» **SOURCE PASSAGE**
=======

When you Google “purpose of a novel,” the first returned item is the definition from a college’s curriculum: “to entertain and to give aesthetic pleasure.” The Miriam-Webster’s definition: “novel – a prose narrative that is usually long and complex and deals with human experience.” Milan Kundera, one of my favorite writers, said “The novel is an investigation of human life … Knowledge is the novel’s only morality.”


One of these definitions is not at all like the others: entertainment vs. existential discovery. To a degree, they’re in conflict, different ways of absorbing information. Here’s an experiment: look up the Goodreads’ list of popular books with at least 4.5 rating. The Harry Potter series, The Kingkiller Chronicles, The Stormlight Archive, The Infernal Devices … there are no novels at the top of that list.

“The Hunger Games” with 4.33 rating and 163K reviews is better liked than“Anna Karenina” (4.04; 21K) or “Madame Bovary” (3.66; 9K). Perhaps the later novels would fare better? Veronica Roth’s “Divergent” easily beats anything written by Philip Roth. Or by John Updike, Haruki Murakami, Milan Kundera, David Mitchell, Michael Ondaatje, Gabriel Garcia Marquez, Mikhail Bulgakov, etc., etc.

=======

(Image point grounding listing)
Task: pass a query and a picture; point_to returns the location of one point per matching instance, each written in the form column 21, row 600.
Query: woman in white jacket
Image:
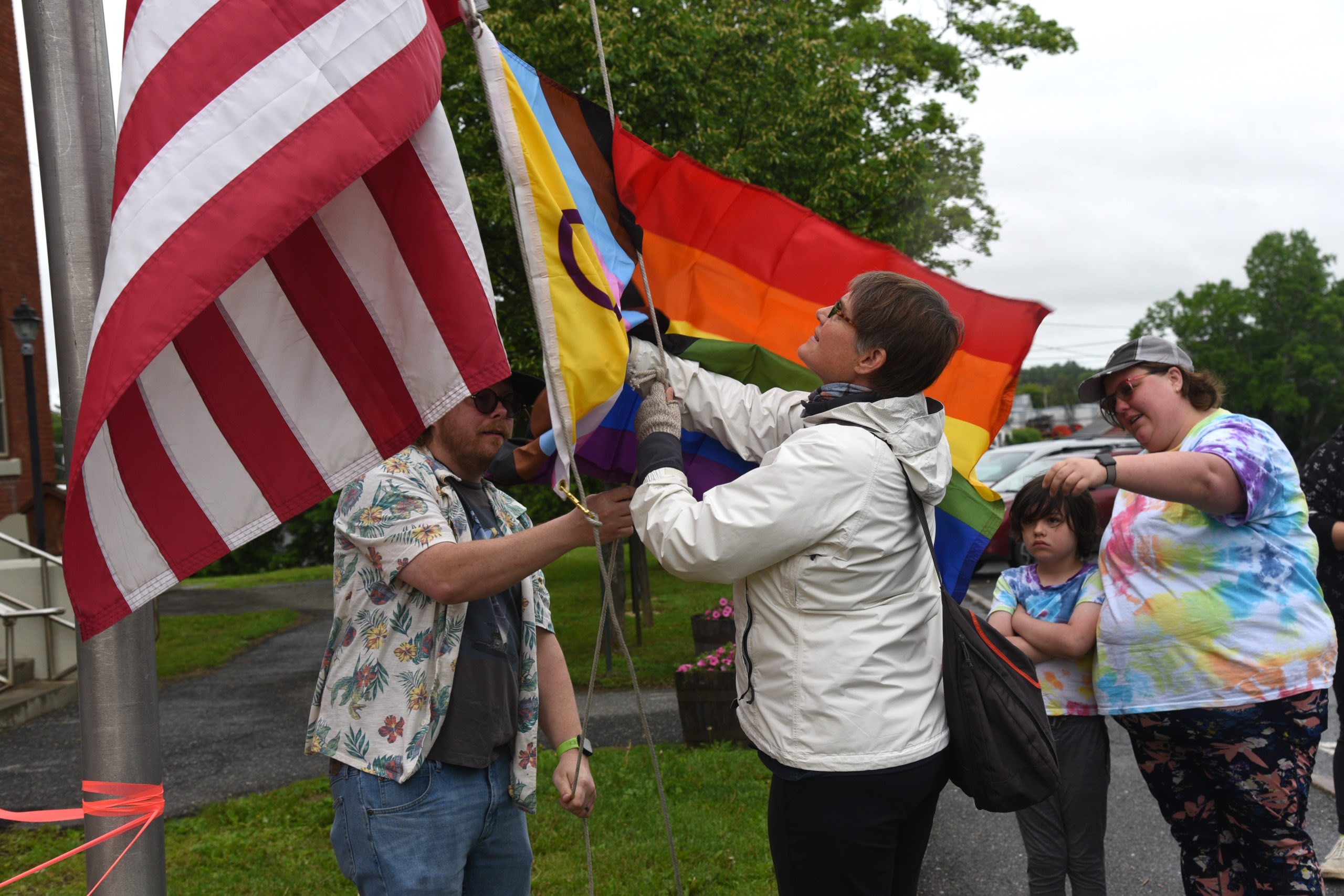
column 839, row 613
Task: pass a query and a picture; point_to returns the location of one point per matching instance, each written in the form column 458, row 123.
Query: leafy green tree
column 1276, row 342
column 1037, row 393
column 830, row 104
column 1057, row 383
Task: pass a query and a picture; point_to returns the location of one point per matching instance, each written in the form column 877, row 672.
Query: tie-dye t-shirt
column 1065, row 684
column 1214, row 610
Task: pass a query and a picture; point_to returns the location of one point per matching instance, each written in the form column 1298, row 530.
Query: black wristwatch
column 1109, row 462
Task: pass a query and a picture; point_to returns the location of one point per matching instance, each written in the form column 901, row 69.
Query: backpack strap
column 917, row 503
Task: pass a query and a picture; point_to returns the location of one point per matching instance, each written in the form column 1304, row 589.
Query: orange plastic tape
column 144, row 803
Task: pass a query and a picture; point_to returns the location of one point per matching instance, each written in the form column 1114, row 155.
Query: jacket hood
column 913, row 429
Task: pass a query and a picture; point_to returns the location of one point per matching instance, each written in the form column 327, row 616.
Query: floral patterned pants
column 1233, row 785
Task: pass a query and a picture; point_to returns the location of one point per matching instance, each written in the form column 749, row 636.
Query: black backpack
column 1003, row 754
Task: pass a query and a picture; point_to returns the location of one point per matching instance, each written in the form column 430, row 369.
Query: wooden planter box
column 711, row 635
column 705, row 700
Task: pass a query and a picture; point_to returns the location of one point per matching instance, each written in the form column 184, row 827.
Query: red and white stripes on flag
column 295, row 285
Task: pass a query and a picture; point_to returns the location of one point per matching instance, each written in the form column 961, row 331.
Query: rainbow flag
column 579, row 258
column 737, row 273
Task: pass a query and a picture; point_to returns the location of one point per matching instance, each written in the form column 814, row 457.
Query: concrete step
column 23, row 671
column 33, row 699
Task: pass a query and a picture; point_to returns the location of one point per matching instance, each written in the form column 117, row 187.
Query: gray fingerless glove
column 658, row 416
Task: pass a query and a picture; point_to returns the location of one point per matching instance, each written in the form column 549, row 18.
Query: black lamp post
column 27, row 327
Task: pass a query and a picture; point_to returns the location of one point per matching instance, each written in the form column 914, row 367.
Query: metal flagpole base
column 119, row 693
column 119, row 741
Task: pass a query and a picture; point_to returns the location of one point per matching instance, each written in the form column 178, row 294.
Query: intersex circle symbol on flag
column 594, row 294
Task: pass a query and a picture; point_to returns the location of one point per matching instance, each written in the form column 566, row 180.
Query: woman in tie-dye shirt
column 1214, row 648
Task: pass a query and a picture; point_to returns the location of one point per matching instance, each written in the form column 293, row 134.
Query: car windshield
column 996, row 465
column 1012, row 483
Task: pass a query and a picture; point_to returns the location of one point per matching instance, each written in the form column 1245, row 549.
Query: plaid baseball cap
column 1146, row 350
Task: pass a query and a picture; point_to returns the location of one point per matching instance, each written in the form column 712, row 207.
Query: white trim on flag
column 135, row 559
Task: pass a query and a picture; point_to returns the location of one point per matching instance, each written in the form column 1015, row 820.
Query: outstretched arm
column 1073, row 638
column 1002, row 623
column 561, row 722
column 1198, row 479
column 743, row 418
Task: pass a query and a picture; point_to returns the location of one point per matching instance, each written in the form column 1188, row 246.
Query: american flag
column 295, row 284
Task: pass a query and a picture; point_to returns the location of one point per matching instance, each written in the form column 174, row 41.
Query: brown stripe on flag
column 227, row 42
column 577, row 120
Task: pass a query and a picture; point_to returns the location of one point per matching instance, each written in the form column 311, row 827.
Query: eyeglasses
column 838, row 311
column 488, row 399
column 1126, row 390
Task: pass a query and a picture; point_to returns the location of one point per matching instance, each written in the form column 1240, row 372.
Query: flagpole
column 119, row 698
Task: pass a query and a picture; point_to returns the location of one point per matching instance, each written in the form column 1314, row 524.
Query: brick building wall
column 18, row 277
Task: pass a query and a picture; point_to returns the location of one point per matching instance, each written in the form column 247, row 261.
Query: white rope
column 608, row 604
column 639, row 254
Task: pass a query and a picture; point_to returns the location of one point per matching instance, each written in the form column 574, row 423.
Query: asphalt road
column 239, row 730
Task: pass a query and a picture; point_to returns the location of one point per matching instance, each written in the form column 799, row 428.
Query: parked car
column 1002, row 547
column 996, row 464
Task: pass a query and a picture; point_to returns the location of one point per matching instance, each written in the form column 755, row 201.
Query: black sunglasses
column 487, row 400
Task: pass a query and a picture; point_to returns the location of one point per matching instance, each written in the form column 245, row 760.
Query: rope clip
column 589, row 513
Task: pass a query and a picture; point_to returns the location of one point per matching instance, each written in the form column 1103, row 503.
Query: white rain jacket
column 828, row 565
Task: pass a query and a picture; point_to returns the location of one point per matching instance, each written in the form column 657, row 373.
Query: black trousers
column 854, row 833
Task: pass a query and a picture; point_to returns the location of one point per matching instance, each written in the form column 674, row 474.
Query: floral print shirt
column 387, row 673
column 1065, row 684
column 1214, row 610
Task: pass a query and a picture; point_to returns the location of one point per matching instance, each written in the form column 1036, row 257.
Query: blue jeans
column 448, row 830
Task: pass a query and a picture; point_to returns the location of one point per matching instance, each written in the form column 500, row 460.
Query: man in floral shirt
column 441, row 664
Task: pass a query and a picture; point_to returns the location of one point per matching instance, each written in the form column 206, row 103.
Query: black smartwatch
column 1109, row 462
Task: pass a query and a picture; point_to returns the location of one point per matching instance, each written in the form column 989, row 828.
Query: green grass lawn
column 575, row 604
column 277, row 842
column 195, row 644
column 575, row 589
column 253, row 579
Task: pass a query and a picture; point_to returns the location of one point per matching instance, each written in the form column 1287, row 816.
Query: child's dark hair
column 1035, row 503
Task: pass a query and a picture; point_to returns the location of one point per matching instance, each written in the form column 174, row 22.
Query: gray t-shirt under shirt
column 481, row 715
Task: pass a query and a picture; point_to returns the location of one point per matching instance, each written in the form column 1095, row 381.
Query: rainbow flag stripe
column 740, row 273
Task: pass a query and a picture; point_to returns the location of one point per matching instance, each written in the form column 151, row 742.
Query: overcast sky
column 1150, row 160
column 1155, row 156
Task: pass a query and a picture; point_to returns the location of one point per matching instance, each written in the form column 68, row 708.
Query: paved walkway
column 239, row 729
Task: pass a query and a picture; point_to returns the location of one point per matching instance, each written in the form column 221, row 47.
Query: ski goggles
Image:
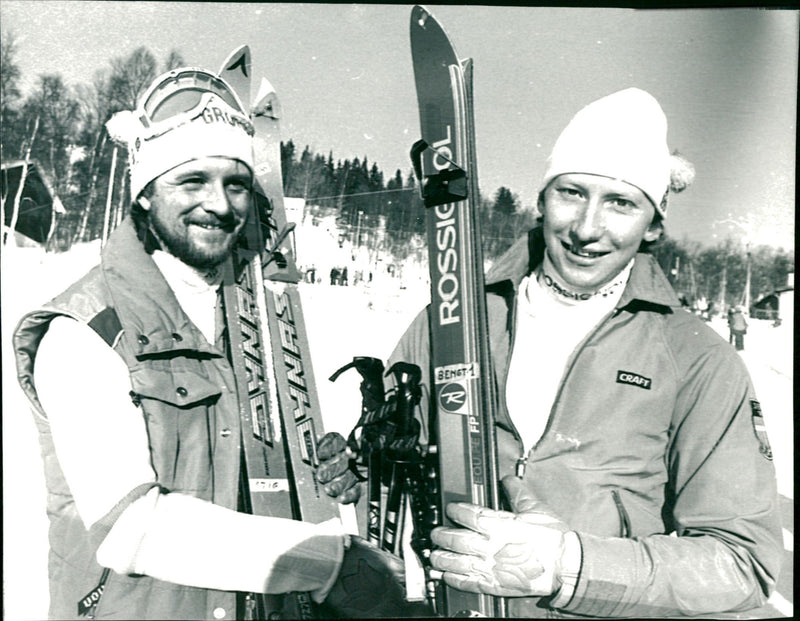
column 180, row 96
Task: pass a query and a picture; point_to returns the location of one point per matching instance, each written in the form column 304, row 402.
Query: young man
column 136, row 404
column 629, row 435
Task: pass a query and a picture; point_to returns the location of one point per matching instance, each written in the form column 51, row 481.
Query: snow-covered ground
column 342, row 322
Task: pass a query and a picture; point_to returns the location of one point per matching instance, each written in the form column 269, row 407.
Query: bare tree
column 130, row 76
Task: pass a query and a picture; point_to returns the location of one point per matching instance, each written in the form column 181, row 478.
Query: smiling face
column 593, row 226
column 197, row 209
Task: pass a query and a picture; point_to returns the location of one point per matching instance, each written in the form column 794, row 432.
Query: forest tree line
column 62, row 129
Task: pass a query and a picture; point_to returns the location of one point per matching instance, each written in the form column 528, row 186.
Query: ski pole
column 402, row 450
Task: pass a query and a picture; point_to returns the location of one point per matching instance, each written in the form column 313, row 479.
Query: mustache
column 228, row 222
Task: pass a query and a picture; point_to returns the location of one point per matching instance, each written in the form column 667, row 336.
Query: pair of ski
column 269, row 351
column 279, row 406
column 460, row 462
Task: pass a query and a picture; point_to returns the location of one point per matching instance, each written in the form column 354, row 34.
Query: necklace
column 549, row 279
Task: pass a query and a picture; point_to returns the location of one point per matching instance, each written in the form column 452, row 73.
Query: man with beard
column 136, row 406
column 631, row 446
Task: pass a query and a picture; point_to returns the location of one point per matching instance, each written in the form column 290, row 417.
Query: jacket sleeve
column 102, row 446
column 725, row 549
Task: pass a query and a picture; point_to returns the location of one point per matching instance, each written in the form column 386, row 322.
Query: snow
column 361, row 320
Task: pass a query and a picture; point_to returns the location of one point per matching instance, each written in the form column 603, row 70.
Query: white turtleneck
column 102, row 445
column 551, row 321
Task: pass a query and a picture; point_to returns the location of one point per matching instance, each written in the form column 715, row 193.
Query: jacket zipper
column 522, row 460
column 624, row 518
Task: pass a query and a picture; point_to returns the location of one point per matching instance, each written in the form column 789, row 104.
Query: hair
column 681, row 176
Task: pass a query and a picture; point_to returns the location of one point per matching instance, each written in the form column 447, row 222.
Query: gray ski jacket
column 653, row 453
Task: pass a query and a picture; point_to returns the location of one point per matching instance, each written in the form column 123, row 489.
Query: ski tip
column 266, row 101
column 237, row 61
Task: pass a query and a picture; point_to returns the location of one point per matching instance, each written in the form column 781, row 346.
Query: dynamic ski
column 280, row 411
column 444, row 161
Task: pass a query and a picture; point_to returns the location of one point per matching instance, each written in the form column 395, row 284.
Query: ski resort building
column 777, row 305
column 30, row 212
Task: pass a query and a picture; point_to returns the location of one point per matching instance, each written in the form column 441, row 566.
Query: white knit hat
column 622, row 136
column 213, row 125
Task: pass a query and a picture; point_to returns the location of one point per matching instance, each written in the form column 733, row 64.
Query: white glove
column 502, row 553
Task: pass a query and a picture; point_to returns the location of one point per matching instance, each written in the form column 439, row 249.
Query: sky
column 725, row 77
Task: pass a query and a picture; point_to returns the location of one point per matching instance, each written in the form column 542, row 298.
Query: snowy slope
column 342, row 322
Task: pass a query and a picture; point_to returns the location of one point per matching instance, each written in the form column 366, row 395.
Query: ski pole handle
column 372, row 395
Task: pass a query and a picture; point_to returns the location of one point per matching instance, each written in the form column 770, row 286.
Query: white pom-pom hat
column 622, row 136
column 186, row 114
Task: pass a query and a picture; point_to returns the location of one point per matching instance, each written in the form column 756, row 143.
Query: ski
column 462, row 416
column 269, row 351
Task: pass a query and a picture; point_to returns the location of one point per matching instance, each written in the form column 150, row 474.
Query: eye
column 622, row 204
column 569, row 193
column 192, row 182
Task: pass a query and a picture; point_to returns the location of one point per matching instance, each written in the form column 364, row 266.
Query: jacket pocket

=======

» **WHAT YOU WILL DO**
[a] Please reproduce the part of the passage on the purpose of the novel that opens with the words "One of these" and closes with "of that list.".
[b] Answer these questions from the passage on the purpose of the novel:
(i) Whom does it quote as saying "Knowledge is the novel's only morality"?
(ii) What minimum Goodreads rating does the suggested experiment use?
(iii) What rating and review count does it give for "Anna Karenina"?
[c] Continue the passage on the purpose of the novel from its last sentence.
The listing has no connection to the passage on the purpose of the novel.

» **EXPECTED RESULTS**
[a]
One of these definitions is not at all like the others: entertainment vs. existential discovery. To a degree, they’re in conflict, different ways of absorbing information. Here’s an experiment: look up the Goodreads’ list of popular books with at least 4.5 rating. The Harry Potter series, The Kingkiller Chronicles, The Stormlight Archive, The Infernal Devices … there are no novels at the top of that list.

[b]
(i) Milan Kundera
(ii) At least 4.5
(iii) 4.04 rating and 21K reviews

[c]
In fairness, when I was younger - much younger, I’m afraid – I preferred the likes of “The Hunger Games” to such challenging works as Kundera’s “Immortality” or Ondaatje’s “The English Patient.” I haven’t learned anything from these easy reads, but I’m not the one to throw rocks here. Perhaps it does take years to appreciate the complexity of the novel. To understand why Flaubert said “Madame Bovary, c’est moi.” You read these novels and you feel that you’re not alone in this world.


A personal experience: one of my earlier works caught the eye of a publishing person. She commented on the draft I sent: “the plot is good, we can turn it into a fast read that’ll appeal to a mass audience. But you must simplify, cut out these philosophical asides, they are of no interest to people. And the ending is way too depressing.” I responded with “but then it won’t be my novel” and we parted ways. I felt somewhat indignant at her suggestion: to me, it was like saying that Anna Karenina should have run away with Vronsky instead of throwing herself under the train. I was kind of full of myself at the time. And I’m fortunate in that writing is a hobby for me: much easier to stand on your principles when your daily bread doesn’t depend on it. The publishing person was right, of course. She knew the business. Many reviewers complained about the complexity and hated the ending.


It does seem to me that Kundera was right: the art of the novel as an exploration of human existence is dying, marginalized by the mass media’s reduction of everything to stereotypes and sound bytes. From books to “action porn” of superheroes of assorted flavors, from letters to emails to tweets. One can’t puzzle the meaning of art or of human existence in a tweet, but we have gotten to the point where the public policy and the political discourse can be conducted on Twitter. Have we gone too far? We might be losing something valuable here.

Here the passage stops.